SUPREME COURT - STATE OF NEW YORK TRIAL TERM. PART 11
Mar 29, 2012
2012 N.Y. Slip Op. 30837 (N.Y. Sup. Ct. 2012)

Opinion

Index No. 453/12 Motion Sequence: 001

03-29-2012

In the Matter of the Application of SHERIFF OFFICERS ASSOCIATION, INC., CORRECTION CORPORALS EUGENE O'BRIEN, FRED CANGERO, LINDA GUAGLIARDO, JAMES MCCANN, and all other similarly affected "correction corporals", Petitioner(s), For a Judgment Pursuant to Article 78 of the Civil Practice Law and Rules v. COUNTY OF NASSAU, EDWARD P. MANGANO, as the County Executive, COUNTY OF NASSAU SHERIFF'S DEPARTMENT, and MICHAEL SPOSATO, as Sheriff of the County of Nassau Sheriffs Department, Respondent(s).


Short Form Order

NASSAU COUNTY

PRESENT:

Honorable Karen V. Murphy

Justice of the Supreme Court
The following papers read on this motion:

Notice of Motion/Order to Show Cause........................X
Answering Papers..........................................................X
Reply..............................................................................
Briefs: Plaintiff's/Petitioner's........................................XX
Defendant' s/Respondent's..................................

In a proceeding pursuant to CPLR Article 78 to set aside and annul the abolition of certain job titles known as corrections corporals, the petitioners Sheriff Officers Association, Inc., et, al, move by order to show cause for, inter alia, a preliminary injunction enjoining the respondents County of Nassau, et., al, from demoting certain correction corporals to the title of correction officer.

In September of 2010, the Nassau County Legislature adopted Local Law 181-2010, by which it approved the County budget for the 2011 fiscal year. Subsequently, the Legislature adopted Local Law 160-2011, pursuant to which the 2012 budget was adopted.

In late December of 2011, however, and in response to the budgetary crisis confronting the County, the Legislature enacted Local Laws 16-2011 and 198-2011 (see also, Local Law 6-2011 [2]). In substance, Local Law 198-2011 permits the County Executive to make amendments to both the 2011 and 2012 budgets by, inter alia, authorizing the termination of certain County job titles (see also, County Law § 204).
--------------------------------
- **JOBS**
**1.** Answer these questions from the court order excerpt:
(a) Which justice is named as present?
(b) What did Local Law 181-2010 approve?
(c) Under which local law was the 2012 budget adopted?
**2.** Rewrite the court order excerpt from "Notice of Motion/Order" to "of correction officer.", renaming "preliminary injunction" as "temporary restraining order".
Rely only on the court order excerpt when responding.

(Dataset items)
--------------------------------
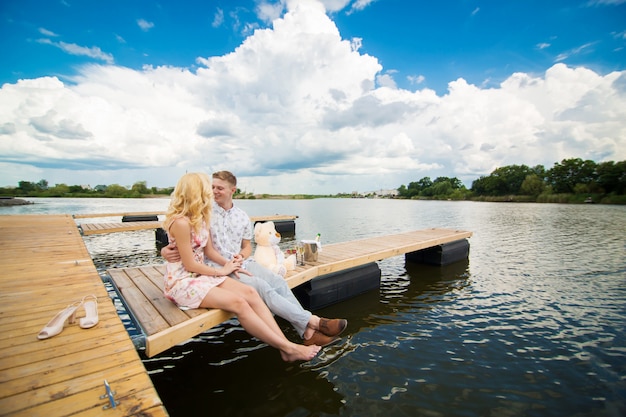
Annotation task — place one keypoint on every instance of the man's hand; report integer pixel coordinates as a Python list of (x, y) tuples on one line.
[(170, 253)]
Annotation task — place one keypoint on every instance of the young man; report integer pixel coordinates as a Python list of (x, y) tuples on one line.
[(231, 233)]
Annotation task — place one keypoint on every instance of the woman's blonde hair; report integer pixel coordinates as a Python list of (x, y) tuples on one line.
[(191, 198)]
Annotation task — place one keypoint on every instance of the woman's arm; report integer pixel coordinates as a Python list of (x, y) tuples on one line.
[(213, 254), (181, 230)]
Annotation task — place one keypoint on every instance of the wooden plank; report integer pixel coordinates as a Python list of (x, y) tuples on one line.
[(88, 229), (145, 295), (46, 266)]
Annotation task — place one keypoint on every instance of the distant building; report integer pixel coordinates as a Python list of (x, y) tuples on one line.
[(386, 193)]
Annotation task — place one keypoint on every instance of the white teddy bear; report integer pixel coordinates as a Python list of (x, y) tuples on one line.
[(267, 252)]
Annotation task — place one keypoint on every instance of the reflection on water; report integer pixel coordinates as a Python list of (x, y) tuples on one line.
[(533, 324)]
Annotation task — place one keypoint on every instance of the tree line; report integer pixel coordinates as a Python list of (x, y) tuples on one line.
[(43, 189), (571, 180)]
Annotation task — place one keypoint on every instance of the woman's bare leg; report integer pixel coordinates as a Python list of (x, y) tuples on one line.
[(226, 297)]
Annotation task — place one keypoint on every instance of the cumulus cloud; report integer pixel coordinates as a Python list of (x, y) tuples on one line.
[(296, 108), (144, 24), (73, 49)]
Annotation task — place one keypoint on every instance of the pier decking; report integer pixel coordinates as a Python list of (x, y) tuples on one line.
[(164, 325), (45, 267), (88, 229)]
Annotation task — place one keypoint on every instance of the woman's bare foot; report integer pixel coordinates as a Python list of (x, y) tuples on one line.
[(299, 353)]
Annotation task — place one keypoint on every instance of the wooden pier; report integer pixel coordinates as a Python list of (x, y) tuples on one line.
[(45, 267), (164, 325), (93, 228)]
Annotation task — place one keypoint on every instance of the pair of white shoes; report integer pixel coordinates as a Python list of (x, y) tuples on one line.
[(55, 326)]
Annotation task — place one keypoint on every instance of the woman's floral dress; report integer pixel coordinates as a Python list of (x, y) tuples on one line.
[(188, 289)]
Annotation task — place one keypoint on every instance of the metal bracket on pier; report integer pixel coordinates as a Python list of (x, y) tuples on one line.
[(111, 397)]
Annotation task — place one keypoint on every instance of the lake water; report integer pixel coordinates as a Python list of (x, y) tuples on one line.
[(533, 324)]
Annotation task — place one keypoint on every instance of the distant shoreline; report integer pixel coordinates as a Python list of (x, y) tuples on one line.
[(10, 201)]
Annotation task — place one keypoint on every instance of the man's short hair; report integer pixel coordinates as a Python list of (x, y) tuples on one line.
[(226, 176)]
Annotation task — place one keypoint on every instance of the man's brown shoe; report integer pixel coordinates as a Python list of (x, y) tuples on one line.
--------------------------------
- **ANSWERS FOR THIS EXERCISE**
**1.**
(a) Honorable Karen V. Murphy
(b) The County budget for the 2011 fiscal year
(c) Local Law 160-2011

**2.**
Notice of Motion/Order to Show Cause........................X
Answering Papers..........................................................X
Reply..............................................................................
Briefs: Plaintiff's/Petitioner's........................................XX
Defendant' s/Respondent's..................................

In a proceeding pursuant to CPLR Article 78 to set aside and annul the abolition of certain job titles known as corrections corporals, the petitioners Sheriff Officers Association, Inc., et, al, move by order to show cause for, inter alia, a temporary restraining order enjoining the respondents County of Nassau, et., al, from demoting certain correction corporals to the title of correction officer.